Count the lines in the records below that contain the string "tram", matching case exactly, and reply with only the number.

INFORMATION GIVEN:
■ ■ ■ ■
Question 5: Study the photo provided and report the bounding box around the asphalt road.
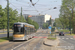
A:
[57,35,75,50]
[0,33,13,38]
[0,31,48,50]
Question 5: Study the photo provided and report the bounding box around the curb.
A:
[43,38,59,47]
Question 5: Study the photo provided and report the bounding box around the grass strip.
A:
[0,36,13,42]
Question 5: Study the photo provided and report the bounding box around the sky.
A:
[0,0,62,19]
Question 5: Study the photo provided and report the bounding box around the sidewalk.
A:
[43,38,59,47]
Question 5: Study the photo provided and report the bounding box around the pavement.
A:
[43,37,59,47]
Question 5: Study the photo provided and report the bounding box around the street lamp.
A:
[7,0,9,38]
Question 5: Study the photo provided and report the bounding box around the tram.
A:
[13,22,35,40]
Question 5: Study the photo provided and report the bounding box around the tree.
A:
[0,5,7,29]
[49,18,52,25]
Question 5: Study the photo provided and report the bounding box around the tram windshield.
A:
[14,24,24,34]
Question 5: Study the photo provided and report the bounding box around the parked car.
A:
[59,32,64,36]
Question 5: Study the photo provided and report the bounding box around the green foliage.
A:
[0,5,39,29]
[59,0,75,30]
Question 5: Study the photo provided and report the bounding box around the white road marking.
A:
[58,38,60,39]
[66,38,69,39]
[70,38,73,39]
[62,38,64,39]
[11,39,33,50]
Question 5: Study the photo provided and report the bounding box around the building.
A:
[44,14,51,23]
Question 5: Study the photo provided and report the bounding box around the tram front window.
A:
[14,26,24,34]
■ ■ ■ ■
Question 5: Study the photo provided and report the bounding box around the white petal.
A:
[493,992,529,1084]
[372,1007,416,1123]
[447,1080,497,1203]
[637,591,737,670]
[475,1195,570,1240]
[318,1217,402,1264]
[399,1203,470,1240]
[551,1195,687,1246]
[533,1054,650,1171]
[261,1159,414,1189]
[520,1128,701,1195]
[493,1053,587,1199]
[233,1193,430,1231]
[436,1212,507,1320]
■ ■ ■ ■
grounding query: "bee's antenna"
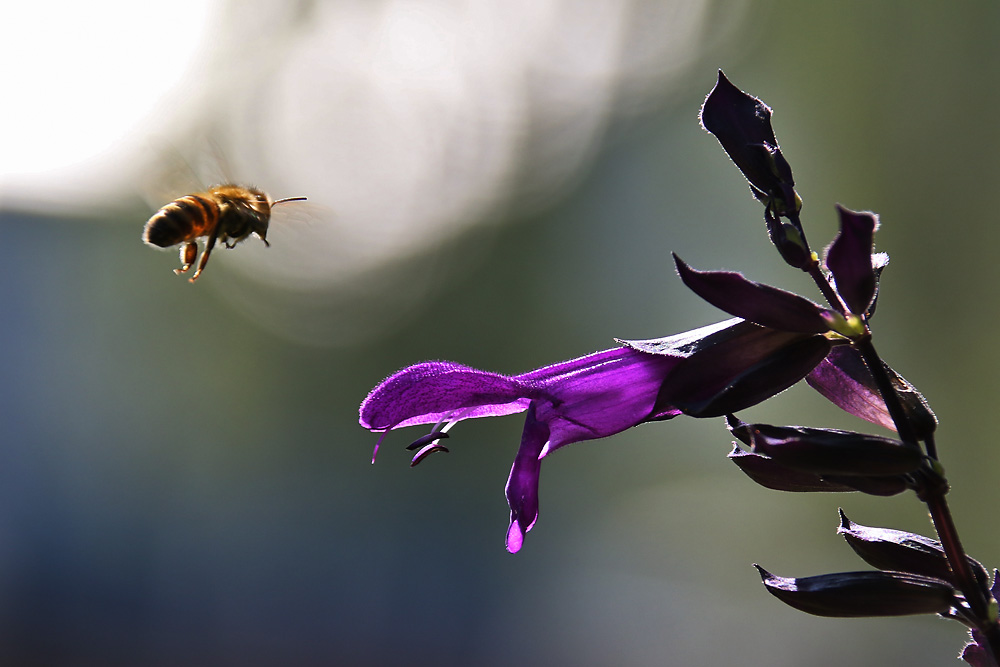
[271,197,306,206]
■ ■ ■ ■
EXERCISE OUTPUT: 3